Dataset excerpt:
◇ ◇ ◇
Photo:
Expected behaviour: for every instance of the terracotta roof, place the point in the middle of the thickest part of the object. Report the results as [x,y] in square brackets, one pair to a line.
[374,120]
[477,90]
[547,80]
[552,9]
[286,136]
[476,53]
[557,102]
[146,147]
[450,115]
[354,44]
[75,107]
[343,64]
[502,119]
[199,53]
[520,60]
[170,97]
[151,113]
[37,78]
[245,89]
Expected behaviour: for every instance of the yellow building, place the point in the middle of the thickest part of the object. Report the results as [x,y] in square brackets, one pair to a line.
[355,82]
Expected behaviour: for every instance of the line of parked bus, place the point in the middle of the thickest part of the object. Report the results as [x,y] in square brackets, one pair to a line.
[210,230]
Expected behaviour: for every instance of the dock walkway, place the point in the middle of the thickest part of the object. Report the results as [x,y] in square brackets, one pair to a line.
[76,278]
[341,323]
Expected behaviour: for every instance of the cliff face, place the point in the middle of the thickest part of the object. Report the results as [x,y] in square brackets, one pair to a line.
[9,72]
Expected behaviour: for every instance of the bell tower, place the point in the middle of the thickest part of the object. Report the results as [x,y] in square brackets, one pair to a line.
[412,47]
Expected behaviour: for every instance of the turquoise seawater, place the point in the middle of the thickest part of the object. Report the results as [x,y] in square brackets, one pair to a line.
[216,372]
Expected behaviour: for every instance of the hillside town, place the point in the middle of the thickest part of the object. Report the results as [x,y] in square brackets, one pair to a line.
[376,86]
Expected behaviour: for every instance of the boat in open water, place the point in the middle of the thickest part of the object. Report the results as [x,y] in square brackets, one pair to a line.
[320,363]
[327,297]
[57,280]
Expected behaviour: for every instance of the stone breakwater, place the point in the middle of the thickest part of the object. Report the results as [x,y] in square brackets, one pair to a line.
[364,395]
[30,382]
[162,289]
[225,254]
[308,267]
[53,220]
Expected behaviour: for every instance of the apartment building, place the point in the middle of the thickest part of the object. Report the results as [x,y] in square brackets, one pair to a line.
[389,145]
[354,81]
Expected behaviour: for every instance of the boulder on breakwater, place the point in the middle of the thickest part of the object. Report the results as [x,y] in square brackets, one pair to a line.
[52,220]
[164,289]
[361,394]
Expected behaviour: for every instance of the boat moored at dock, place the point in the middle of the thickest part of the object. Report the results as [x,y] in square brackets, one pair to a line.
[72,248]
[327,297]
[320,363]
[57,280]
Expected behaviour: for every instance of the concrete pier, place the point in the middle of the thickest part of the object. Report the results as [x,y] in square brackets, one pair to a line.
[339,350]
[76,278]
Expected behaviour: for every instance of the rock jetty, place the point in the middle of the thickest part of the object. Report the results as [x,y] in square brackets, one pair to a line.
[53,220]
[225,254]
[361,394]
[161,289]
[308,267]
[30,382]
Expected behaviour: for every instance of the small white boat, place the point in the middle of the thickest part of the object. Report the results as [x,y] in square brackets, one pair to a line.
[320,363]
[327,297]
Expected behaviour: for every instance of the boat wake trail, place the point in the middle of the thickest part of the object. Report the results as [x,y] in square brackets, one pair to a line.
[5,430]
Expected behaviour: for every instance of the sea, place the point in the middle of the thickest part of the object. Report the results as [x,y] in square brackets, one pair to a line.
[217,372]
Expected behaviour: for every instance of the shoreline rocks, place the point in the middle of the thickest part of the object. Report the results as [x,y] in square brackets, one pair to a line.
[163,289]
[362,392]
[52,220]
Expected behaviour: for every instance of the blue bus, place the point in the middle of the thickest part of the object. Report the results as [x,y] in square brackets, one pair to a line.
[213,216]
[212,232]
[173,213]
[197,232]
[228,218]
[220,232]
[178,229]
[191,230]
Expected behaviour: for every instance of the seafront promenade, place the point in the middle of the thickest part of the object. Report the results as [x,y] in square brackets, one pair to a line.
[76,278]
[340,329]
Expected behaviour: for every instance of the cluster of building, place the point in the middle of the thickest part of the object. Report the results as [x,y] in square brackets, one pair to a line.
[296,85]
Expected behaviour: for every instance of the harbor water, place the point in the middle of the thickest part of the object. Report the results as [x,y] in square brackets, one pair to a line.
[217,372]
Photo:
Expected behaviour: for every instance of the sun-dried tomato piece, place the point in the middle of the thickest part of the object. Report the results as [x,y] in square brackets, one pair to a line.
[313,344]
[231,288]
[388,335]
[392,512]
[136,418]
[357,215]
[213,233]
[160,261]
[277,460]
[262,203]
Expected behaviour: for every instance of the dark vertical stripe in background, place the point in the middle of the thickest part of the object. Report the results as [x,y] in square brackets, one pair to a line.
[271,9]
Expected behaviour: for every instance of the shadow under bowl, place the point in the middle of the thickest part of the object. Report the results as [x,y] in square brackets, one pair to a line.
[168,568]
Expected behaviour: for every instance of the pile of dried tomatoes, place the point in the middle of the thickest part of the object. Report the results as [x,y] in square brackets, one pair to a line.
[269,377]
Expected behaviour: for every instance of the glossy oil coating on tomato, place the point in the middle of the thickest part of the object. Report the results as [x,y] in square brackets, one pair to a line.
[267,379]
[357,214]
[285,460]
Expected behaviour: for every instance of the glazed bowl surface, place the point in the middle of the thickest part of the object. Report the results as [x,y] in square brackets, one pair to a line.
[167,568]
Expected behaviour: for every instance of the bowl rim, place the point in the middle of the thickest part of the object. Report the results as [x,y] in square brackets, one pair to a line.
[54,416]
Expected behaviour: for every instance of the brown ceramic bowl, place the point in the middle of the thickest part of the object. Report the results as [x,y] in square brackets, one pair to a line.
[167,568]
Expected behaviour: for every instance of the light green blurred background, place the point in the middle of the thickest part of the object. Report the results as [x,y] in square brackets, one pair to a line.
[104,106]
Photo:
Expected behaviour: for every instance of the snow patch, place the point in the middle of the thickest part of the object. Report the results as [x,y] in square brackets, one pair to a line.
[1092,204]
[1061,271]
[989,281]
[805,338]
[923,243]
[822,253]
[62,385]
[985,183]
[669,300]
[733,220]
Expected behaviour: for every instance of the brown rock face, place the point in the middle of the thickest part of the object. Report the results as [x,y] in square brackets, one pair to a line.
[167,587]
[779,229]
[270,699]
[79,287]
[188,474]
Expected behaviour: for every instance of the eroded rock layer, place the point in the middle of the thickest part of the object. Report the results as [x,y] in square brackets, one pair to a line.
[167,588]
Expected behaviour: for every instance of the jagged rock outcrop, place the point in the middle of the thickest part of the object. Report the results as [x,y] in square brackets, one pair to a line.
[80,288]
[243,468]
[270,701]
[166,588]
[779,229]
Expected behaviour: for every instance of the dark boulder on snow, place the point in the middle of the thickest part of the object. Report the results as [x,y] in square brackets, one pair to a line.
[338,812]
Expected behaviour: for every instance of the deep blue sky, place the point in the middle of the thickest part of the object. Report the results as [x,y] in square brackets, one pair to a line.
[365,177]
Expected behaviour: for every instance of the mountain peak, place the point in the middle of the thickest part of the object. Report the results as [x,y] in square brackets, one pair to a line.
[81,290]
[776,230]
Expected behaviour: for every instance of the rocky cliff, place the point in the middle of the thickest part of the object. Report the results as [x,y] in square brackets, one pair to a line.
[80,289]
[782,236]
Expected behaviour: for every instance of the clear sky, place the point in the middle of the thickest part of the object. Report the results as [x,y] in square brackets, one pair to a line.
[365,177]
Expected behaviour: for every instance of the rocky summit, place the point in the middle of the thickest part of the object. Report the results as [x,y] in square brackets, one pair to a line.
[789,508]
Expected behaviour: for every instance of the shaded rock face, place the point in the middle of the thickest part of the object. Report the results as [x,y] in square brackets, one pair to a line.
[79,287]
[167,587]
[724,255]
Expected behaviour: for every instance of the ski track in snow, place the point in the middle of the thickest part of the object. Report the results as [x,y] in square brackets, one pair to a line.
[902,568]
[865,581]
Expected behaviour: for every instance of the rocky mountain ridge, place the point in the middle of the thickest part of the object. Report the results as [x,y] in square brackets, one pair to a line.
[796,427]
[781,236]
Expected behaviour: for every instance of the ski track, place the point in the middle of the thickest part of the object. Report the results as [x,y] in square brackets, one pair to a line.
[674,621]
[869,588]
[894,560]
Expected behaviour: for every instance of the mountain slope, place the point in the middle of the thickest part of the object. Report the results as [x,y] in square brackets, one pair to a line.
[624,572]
◇ ◇ ◇
## TASK GOAL
Convert the lines above into a JSON list of strings, one string per line and with blank lines left out. Start with the line containing "Expected behaviour: for every instance of the rocky mountain" and continue through the end of the items.

## SOLUTION TO THE EXERCISE
[
  "Expected behaviour: for every instance of the rocky mountain ridge, place the point in the middle of the thickest part of the object. Report the results as [x,y] in square brackets, one pair to a line.",
  "[796,427]",
  "[781,236]",
  "Expected behaviour: for every instance of the ski track, place the point in the middle of the thickest part of the object. Report the results as [x,y] in square brackets, one pair to a line.",
  "[674,621]",
  "[869,588]",
  "[894,560]",
  "Expected behaviour: for every instance of the mountain slope, place the point in the middle of the thickest part of the object. Report the results as [x,y] in square brackets, one pair to a line.",
  "[624,572]"
]